Source data:
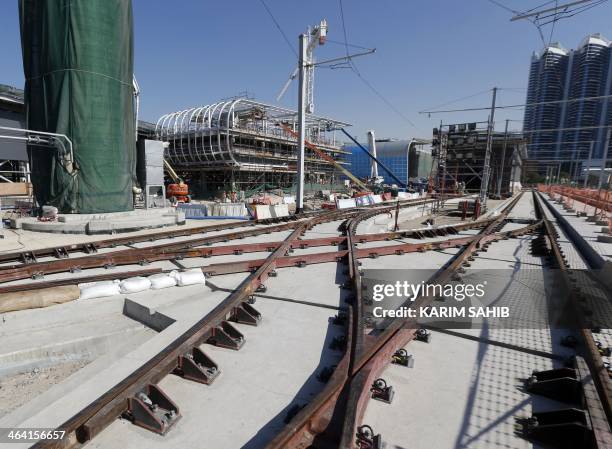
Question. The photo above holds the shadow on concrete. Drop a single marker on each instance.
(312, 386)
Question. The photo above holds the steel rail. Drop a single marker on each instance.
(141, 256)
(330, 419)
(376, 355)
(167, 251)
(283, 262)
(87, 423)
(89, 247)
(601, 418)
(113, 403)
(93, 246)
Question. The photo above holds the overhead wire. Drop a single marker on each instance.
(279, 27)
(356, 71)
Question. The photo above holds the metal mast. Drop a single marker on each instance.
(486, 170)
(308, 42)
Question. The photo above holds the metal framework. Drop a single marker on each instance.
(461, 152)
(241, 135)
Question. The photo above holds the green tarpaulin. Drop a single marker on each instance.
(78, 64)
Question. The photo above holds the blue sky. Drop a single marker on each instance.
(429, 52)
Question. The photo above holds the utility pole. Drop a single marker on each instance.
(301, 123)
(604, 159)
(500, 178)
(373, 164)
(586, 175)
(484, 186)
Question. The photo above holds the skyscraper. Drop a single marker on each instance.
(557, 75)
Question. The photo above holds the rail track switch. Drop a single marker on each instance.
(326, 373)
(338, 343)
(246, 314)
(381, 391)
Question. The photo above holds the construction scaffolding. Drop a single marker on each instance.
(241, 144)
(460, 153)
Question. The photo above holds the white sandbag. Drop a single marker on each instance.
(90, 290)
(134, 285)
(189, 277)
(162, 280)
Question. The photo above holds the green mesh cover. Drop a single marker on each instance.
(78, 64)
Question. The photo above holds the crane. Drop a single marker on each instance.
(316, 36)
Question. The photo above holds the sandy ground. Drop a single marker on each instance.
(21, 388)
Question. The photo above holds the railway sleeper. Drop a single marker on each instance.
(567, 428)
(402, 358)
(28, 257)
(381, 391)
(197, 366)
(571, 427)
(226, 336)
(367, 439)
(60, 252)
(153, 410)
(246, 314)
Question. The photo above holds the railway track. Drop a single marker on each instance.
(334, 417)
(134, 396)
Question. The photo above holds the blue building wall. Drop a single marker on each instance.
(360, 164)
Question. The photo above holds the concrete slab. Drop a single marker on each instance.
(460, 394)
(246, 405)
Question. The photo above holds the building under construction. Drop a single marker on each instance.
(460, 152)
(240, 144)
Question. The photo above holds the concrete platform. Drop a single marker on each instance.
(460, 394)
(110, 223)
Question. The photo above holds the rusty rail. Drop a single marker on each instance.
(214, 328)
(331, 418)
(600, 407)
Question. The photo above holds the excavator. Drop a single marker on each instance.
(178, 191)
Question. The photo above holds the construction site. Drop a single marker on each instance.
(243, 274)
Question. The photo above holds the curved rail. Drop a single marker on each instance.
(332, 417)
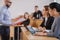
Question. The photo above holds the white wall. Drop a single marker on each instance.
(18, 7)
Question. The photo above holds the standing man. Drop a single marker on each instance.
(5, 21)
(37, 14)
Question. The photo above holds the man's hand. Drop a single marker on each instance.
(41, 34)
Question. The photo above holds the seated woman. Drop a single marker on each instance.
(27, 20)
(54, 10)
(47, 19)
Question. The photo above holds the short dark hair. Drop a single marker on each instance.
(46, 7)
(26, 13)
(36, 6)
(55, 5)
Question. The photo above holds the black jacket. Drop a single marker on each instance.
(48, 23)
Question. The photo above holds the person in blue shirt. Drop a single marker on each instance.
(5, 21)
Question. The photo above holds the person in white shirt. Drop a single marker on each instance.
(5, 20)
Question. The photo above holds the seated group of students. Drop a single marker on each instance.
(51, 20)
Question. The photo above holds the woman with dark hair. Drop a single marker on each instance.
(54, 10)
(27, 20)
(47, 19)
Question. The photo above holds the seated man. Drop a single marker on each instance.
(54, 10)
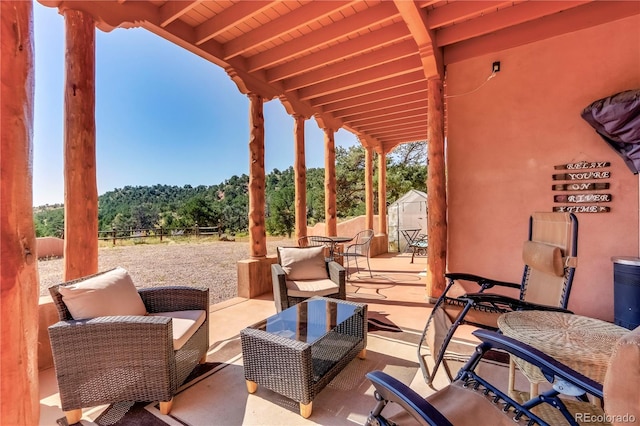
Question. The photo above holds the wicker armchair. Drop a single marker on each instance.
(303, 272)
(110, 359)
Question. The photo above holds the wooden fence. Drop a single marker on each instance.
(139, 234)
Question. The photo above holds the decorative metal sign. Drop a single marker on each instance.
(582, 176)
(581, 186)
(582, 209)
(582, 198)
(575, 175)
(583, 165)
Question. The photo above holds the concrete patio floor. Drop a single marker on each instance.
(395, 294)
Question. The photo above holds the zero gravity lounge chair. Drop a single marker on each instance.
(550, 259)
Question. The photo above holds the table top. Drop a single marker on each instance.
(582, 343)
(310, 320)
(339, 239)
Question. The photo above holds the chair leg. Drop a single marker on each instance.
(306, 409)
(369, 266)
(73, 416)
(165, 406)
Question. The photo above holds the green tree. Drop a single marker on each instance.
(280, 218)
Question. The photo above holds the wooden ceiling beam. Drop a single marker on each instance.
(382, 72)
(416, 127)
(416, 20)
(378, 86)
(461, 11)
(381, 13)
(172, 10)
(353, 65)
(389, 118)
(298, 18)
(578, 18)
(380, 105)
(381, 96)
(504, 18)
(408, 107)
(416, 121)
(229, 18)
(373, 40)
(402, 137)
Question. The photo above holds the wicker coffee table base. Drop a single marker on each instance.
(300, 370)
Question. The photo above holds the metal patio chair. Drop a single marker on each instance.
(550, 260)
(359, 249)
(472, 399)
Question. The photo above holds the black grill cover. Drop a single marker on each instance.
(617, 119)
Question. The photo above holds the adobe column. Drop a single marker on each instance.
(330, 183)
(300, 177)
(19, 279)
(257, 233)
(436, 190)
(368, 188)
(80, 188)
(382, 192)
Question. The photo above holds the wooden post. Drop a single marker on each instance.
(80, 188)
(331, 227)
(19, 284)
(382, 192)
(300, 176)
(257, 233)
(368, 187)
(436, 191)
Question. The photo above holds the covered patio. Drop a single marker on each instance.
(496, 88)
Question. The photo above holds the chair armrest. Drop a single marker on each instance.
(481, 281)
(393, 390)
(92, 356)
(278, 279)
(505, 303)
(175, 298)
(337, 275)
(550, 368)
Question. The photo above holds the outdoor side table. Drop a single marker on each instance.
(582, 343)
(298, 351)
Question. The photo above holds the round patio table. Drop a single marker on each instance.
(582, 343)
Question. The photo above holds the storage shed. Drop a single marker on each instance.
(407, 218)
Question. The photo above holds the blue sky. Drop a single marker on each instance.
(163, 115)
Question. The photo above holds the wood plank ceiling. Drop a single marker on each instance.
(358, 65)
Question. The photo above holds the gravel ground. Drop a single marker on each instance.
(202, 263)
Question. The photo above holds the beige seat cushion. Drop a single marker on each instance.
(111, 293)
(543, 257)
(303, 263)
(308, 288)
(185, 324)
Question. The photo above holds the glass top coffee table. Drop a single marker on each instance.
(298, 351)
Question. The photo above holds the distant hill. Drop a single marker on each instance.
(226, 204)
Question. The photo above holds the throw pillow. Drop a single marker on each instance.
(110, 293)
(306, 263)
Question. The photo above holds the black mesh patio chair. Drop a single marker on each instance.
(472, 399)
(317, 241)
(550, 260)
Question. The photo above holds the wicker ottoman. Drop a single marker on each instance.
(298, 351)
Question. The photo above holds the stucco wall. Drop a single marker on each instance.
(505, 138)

**OBJECTIVE**
Restate the records word for word, omitting images.

**PROBLEM SOLUTION**
Question. The photo above holds the shadow on concrete. Drop a single marker on each instance.
(312, 386)
Question. The photo above holds the steel rail. Drop a single marker on each instance.
(141, 256)
(330, 419)
(376, 355)
(167, 251)
(283, 262)
(87, 423)
(89, 247)
(601, 418)
(113, 403)
(93, 246)
Question. The photo above holds the overhead wire. Drop a single marker on each instance.
(279, 27)
(356, 71)
Question. The photo above holds the metal mast. Drop a single marker on each instance.
(486, 170)
(308, 42)
Question. The photo above holds the metal framework. Drop a single marker on each instance.
(461, 152)
(241, 135)
Question. The photo above holds the green tarpaulin. Drop a single marker on each instance.
(78, 64)
Question. The photo above holds the blue sky. Drop a single marker on each instance.
(429, 52)
Question. The photo above holds the utility pole. Drop a single marker on each instance.
(301, 123)
(604, 159)
(500, 178)
(373, 164)
(586, 175)
(484, 186)
Question. The photo above holds the skyscraper. Drop a single marker on each instance.
(557, 75)
Question. The photo above holds the rail track switch. Drop a single marker on each instance.
(326, 373)
(338, 343)
(246, 314)
(381, 391)
Question. The photo above holds the construction scaffolding. Drop a single marker on each instance.
(241, 144)
(460, 153)
Question. The photo above holds the white sandbag. Drop a single marker on each instance.
(90, 290)
(134, 285)
(189, 277)
(162, 280)
Question. The photo above holds the green mesh cover. Drop a single marker on each instance.
(78, 64)
Question. The photo above holds the crane. Drop a single marker on each instance.
(316, 36)
Question. The photo above holds the sandy ground. Drop a single marker on each instance.
(21, 388)
Question. The photo above holds the railway sleeper. Drop a single marker on each instance.
(567, 428)
(402, 358)
(28, 257)
(381, 391)
(197, 366)
(571, 427)
(226, 336)
(367, 439)
(60, 252)
(153, 410)
(246, 314)
Question. The photo above holds the railway track. Drop a single marker on each instance.
(334, 417)
(134, 396)
Question. The photo above holds the blue building wall. Drop a single marker on each instance.
(360, 164)
Question. The photo above holds the concrete slab. Drop a single marker on each instance.
(460, 394)
(246, 405)
Question. The photo above holds the building under construction. Drop a single marker on each instance.
(460, 152)
(240, 144)
Question. The photo above holds the concrete platform. Drop a single marker on each instance.
(460, 394)
(110, 223)
Question. The photo above holds the rusty rail. Drop a single marker on each instance.
(214, 328)
(331, 418)
(600, 407)
Question. The photo above holds the excavator. Drop a single marker on each instance.
(178, 191)
Question. The photo above holds the construction site. Drop a single marker on each instance.
(243, 274)
Question. The photo above holds the curved rail. Drop a single marker on each instance.
(332, 417)
Question. The photo above holds the white wall. Drop a single marker on each instance.
(18, 7)
Question. The photo above holds the standing man. Drop a single marker on each instance.
(5, 21)
(37, 14)
Question. The photo above holds the man's hand. Drop a single marker on each instance.
(41, 34)
Question. The photo above holds the seated woman. Drop a single marker on each instance.
(27, 20)
(54, 10)
(47, 19)
Question. The photo above holds the short dark hair. Drop a single marker on each instance.
(46, 7)
(26, 13)
(36, 6)
(55, 5)
Question. The photo above holds the black jacket. Drop a single marker on each instance.
(48, 23)
Question. The photo above holds the person in blue shirt. Drop a single marker on each instance.
(5, 21)
Question. The photo above holds the person in white shirt. Drop a single marker on each instance.
(5, 20)
Question. The photo above holds the seated group of students. Drop a single marker on each instance.
(51, 20)
Question. The photo above holds the woman with dark hair. Drop a single marker on each instance.
(54, 10)
(27, 20)
(47, 19)
Question. The photo above holds the seated man. Drop a single marker on each instance.
(54, 10)
Question. The photo above holds the wicker armchair. Drop a single marker on each instance.
(303, 272)
(110, 359)
Question. The photo above holds the wooden fence. Drop a single marker on each instance.
(139, 234)
Question. The photo above holds the decorative metal sign. Drop a single marker on each instance.
(582, 176)
(581, 186)
(582, 209)
(582, 198)
(575, 175)
(583, 165)
Question. The photo above holds the concrete patio floor. Drop a single marker on each instance.
(395, 294)
Question. The photo above holds the zero gravity lounge chair. Drop a single marker on each instance.
(550, 259)
Question. The photo above holds the table top. Drop a single marker on each instance.
(582, 343)
(310, 320)
(339, 239)
Question. The photo above holds the chair leg. Drop a single marker on each instance.
(306, 409)
(369, 266)
(73, 416)
(165, 406)
Question. The photo above holds the green tree. Drop a single marker on each instance.
(280, 218)
Question. The photo above holds the wooden ceiling beam. Drop a single marker on each instance.
(382, 72)
(416, 127)
(416, 20)
(378, 86)
(461, 11)
(381, 13)
(172, 10)
(353, 65)
(389, 118)
(298, 18)
(578, 18)
(380, 105)
(381, 96)
(504, 18)
(408, 107)
(416, 121)
(229, 18)
(373, 40)
(402, 137)
Question. The photo above holds the wicker coffee table base. Drop a single marker on each instance.
(300, 370)
Question. The photo above holds the metal patio chair. Drop a single marker on each instance.
(550, 260)
(359, 249)
(472, 399)
Question. The photo above holds the black grill cover. Drop a single marker on each instance.
(617, 119)
Question. The photo above holds the adobe column. Drop a single marker on each instance.
(330, 183)
(300, 177)
(19, 279)
(257, 233)
(436, 190)
(368, 188)
(80, 188)
(382, 192)
Question. The photo above holds the wooden post. Drop a single marker on each instance.
(80, 188)
(331, 227)
(19, 284)
(382, 192)
(300, 176)
(257, 233)
(368, 187)
(436, 191)
Question. The photo above holds the covered patio. Drop a single marker on each instance.
(496, 88)
Question. The photo above holds the chair armrest. Drop a single marker on each instance.
(481, 281)
(393, 390)
(92, 356)
(278, 279)
(505, 303)
(175, 298)
(337, 275)
(550, 368)
Question. The photo above holds the outdoor side table. Drop a single marker on each instance.
(582, 343)
(298, 351)
Question. The photo above holds the round patio table. Drop a single marker on each instance.
(582, 343)
Question. The photo above holds the storage shed. Drop a single marker on each instance.
(407, 218)
Question. The photo above holds the blue sky. Drop a single marker on each instance.
(163, 115)
Question. The photo above holds the wood plank ceiling. Drop a single marker on each instance.
(358, 65)
Question. The photo above holds the gravel ground. Drop a single marker on each instance.
(202, 263)
Question. The photo above holds the beige seat cushion. Drop a single marker on each instance.
(111, 293)
(543, 257)
(303, 263)
(308, 288)
(185, 324)
Question. The photo above holds the glass top coffee table. Drop a single marker on each instance.
(298, 351)
Question. The photo above holds the distant hill. Drop a single marker on each instance.
(226, 204)
Question. The photo above holds the throw pillow. Drop a single marker on each instance.
(110, 293)
(306, 263)
Question. The photo above holds the black mesh patio chair. Drop a single marker on each instance.
(472, 399)
(317, 241)
(550, 260)
Question. The photo above holds the wicker ottoman. Drop a single marker on each instance.
(298, 351)
Question. The photo above holds the stucco wall. Drop a single marker on each instance.
(505, 138)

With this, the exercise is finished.